■ Given exercise: The listing must be reproduced in full, exactly as it stands.

--*--

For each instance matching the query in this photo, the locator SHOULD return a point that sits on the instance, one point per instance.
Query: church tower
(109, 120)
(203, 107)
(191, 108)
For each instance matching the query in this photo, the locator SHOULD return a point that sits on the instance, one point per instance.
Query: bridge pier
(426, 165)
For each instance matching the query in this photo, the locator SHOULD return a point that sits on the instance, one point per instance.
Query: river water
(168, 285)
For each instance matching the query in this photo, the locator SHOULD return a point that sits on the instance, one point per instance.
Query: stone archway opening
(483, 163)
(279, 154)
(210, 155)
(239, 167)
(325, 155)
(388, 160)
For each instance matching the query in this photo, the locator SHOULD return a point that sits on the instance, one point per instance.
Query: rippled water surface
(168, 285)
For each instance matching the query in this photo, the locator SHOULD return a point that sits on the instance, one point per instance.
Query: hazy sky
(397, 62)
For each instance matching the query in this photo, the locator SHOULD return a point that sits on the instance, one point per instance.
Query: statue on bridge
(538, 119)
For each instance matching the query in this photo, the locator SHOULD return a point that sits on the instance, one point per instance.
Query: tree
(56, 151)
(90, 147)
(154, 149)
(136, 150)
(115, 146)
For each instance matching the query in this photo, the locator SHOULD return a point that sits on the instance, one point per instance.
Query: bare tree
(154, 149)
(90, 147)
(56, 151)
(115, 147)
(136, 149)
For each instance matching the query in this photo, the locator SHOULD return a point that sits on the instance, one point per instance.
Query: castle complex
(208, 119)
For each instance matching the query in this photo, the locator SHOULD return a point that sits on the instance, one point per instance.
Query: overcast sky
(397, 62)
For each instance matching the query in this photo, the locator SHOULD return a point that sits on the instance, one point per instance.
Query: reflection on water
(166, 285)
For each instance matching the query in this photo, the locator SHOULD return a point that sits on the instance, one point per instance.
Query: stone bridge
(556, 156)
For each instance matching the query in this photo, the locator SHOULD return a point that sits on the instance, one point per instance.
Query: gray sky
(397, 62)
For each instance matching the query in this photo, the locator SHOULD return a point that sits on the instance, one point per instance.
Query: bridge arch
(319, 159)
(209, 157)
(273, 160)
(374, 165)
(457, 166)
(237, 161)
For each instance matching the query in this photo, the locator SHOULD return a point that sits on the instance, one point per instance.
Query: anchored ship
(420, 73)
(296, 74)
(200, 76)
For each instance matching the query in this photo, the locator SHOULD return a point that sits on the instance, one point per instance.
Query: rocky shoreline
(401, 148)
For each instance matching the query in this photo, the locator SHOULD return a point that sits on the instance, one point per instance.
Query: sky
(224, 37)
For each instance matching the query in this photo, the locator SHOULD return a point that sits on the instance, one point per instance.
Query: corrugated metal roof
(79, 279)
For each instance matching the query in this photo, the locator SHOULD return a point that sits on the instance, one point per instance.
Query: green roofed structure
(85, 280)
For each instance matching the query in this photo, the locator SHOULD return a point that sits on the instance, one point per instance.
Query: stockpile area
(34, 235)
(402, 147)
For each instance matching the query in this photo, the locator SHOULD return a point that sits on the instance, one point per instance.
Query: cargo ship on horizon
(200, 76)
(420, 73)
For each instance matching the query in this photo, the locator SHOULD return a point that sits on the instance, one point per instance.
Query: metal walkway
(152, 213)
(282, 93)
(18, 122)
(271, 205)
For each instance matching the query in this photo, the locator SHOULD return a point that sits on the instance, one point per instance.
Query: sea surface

--*--

■ Response below:
For each instance matching the query in this photo, the locator SHOULD return a point that sits on the instance, one point per instance.
Query: church tower
(109, 120)
(203, 107)
(191, 108)
For each instance matching the query in this photo, the locator SHOULD return a point that sits on the instance, one point per instance.
Query: bridge pier
(426, 165)
For each instance matching the query in this photo, the locator SHOULD return a point that sits on the instance, one point per instance.
Query: river water
(168, 285)
For each instance matching the query in this photo, the locator SHOULD return a point that sits on the instance, one point per instance.
Query: stone archway opening
(483, 163)
(279, 154)
(210, 155)
(239, 167)
(325, 155)
(388, 160)
For each instance matching the query in this photo, the locator SHOULD return a point that sits on the instance, one point per instance.
Query: rippled water surface
(168, 285)
For each instance matching the query in this photo, the locator SHOULD return a point that sits on the instance, one point per instance.
Query: hazy sky
(397, 62)
For each instance matching the query in this photo, the locator SHOULD return a point that sits on the instance, one point per instance.
Query: statue on bridge
(538, 119)
For each instance matching the query in this photo, the locator SHOULD return a point that sits on the instance, one point per instance.
Query: tree
(56, 151)
(90, 147)
(154, 149)
(136, 150)
(115, 146)
For each instance matching the query in this photo, the locator SHOULD return a point that sits on the instance, one point per instance.
Query: bare tree
(154, 149)
(90, 147)
(56, 151)
(115, 147)
(136, 149)
For each instance matching the query in this photo, the locator SHOULD return a point that sits on the instance, one point per instance.
Query: castle complex
(208, 119)
For each instance matching the query in this photo, the locator SHOULD return a point that sits on the instance, one point per instance.
Query: overcast sky
(397, 62)
For each instance matching the query in this photo, the locator SHOULD return a point that sits on the instance, one point per instance.
Query: reflection on water
(166, 285)
For each instance matching the query in this photo, the locator SHOULD return a point that sits on the instance, one point per instance.
Query: stone bridge
(556, 156)
For each instance matching the query in this photo, the locator SHOULD return a point that sits on the instance, one point per instance.
Query: gray sky
(397, 62)
For each instance matching the query in this photo, the locator SHOULD return a point that sits on the instance, one point per instance.
Query: bridge arch
(319, 159)
(209, 157)
(273, 160)
(374, 165)
(457, 166)
(237, 161)
For each instance matching the query in this photo, the locator SHOULD return a point that sits on the instance, one point per instance.
Query: anchored ship
(420, 73)
(296, 74)
(200, 76)
For each instance matching the query in this photo, the locator SHOULD return a point that sits on the instance, one point per instance.
Query: rocky shoreline
(401, 148)
For each instance matching the query in this photo, the locator SHOULD return a point that sits on the instance, one point per instance.
Query: sky
(224, 37)
For each instance matching the query in this photo, the locator SHOULD return a point that sits on the instance, one point per instance.
Query: corrugated metal roof
(79, 279)
For each instance matching the query in this photo, the locator SHOULD return a point that sits on the instance, one point per instance.
Query: green roofed structure
(85, 280)
For each instance matching the query in this photo, the locator SHOULD return a point that sits on the instance, one point per instance.
Query: stockpile area
(34, 235)
(402, 147)
For each instance matching the query in this photo, the locator SHOULD return a point that sits on the instance, one point per instance.
Query: cargo ship on horizon
(200, 76)
(420, 73)
For each instance matching the query in this photo, the locator SHOULD return a point that sits on the instance, one point per instance.
Query: metal walkway
(152, 213)
(282, 93)
(18, 122)
(271, 205)
For each instance matching the query in this photo, the locator SHOULD return a point that sits on the instance, one point per instance.
Query: sea surface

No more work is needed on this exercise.